> [Problem to work on]:
Copy out the full passage below on the technology stories of 2022, word for word and with its original line breaks.

> [Passage shown]:
....
From murderous machines to the looming abortion surveillance dragnet, the technology stories we covered in 2022 were enough to give even the most seasoned science fiction writers a run for their money. Here were some of our top hits:

The rise of the killer robot

Forget fantasyland Westworld machine murderers. Real-life lethal robots are now fighting their way into warzones and police departments worldwide. 

Coda’s Ilya Gridneff explored the rollout of a new generation of autonomous machines on Ukraine’s battlefields. Naval drones and unmanned, machine gun-equipped ground vehicles are “poised to upend modern warfare,” Gridneff wrote. The emergence of these “killer robot” devices raises all sorts of terrifying questions about the ever-blurring boundary between machines and humans and the existential risk of ceding too much control from the latter to the former. 

They’ve made it to California, too. Lawmakers in San Francisco, one of several U.S. cities doubling down on police surveillance in response to concerns about crime, recently faced severe backlash after nearly approving a measure that would have let police use robots to kill. The neighboring city of Oakland also explored (and then scrapped) a plan to arm police robots with guns.
....
> [Recorded data]:
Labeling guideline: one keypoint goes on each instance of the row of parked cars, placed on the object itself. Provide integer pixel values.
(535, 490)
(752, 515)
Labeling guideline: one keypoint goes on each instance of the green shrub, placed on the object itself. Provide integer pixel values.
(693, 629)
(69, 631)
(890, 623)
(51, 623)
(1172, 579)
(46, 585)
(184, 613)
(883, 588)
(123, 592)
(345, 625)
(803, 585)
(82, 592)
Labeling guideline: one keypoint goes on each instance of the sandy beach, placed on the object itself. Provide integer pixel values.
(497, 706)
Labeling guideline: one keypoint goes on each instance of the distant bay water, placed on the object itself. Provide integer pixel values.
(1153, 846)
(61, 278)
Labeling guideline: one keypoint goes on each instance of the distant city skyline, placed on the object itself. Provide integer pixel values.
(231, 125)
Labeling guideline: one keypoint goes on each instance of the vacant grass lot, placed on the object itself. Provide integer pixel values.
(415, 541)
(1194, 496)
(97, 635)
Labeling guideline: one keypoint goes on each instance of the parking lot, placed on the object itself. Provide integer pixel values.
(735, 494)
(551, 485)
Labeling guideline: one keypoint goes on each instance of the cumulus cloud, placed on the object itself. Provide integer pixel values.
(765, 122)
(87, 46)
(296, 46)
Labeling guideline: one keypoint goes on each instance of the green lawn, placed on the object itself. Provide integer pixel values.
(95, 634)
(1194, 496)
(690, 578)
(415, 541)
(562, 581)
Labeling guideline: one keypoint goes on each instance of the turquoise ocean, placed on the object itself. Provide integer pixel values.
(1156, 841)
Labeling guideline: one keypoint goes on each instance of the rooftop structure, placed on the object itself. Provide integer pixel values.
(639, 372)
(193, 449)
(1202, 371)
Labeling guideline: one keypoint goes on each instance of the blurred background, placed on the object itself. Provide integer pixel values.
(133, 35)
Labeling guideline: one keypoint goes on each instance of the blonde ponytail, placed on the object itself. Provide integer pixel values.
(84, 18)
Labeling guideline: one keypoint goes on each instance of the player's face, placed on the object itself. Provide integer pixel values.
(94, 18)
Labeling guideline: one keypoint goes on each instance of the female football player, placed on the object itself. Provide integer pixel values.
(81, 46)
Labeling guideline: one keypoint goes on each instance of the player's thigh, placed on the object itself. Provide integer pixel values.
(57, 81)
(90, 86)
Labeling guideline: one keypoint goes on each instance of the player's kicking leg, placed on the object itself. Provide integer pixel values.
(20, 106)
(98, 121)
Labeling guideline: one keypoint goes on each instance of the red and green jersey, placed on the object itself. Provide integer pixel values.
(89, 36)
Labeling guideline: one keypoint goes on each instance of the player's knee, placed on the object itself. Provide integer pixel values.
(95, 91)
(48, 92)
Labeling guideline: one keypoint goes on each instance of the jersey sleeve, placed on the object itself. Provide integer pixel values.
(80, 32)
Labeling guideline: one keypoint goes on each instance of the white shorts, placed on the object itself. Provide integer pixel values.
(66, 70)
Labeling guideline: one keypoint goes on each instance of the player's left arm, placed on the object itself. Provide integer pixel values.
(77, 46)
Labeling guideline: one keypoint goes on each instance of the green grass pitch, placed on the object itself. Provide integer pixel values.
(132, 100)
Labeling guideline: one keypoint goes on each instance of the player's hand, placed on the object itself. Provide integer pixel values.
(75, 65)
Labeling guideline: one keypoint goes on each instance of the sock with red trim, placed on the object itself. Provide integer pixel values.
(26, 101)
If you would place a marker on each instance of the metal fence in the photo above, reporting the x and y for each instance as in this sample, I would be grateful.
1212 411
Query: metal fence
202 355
....
> [Response to this task]:
From murderous machines to the looming abortion surveillance dragnet, the technology stories we covered in 2022 were enough to give even the most seasoned science fiction writers a run for their money. Here were some of our top hits:

The rise of the killer robot

Forget fantasyland Westworld machine murderers. Real-life lethal robots are now fighting their way into warzones and police departments worldwide. 

Coda’s Ilya Gridneff explored the rollout of a new generation of autonomous machines on Ukraine’s battlefields. Naval drones and unmanned, machine gun-equipped ground vehicles are “poised to upend modern warfare,” Gridneff wrote. The emergence of these “killer robot” devices raises all sorts of terrifying questions about the ever-blurring boundary between machines and humans and the existential risk of ceding too much control from the latter to the former. 

They’ve made it to California, too. Lawmakers in San Francisco, one of several U.S. cities doubling down on police surveillance in response to concerns about crime, recently faced severe backlash after nearly approving a measure that would have let police use robots to kill. The neighboring city of Oakland also explored (and then scrapped) a plan to arm police robots with guns.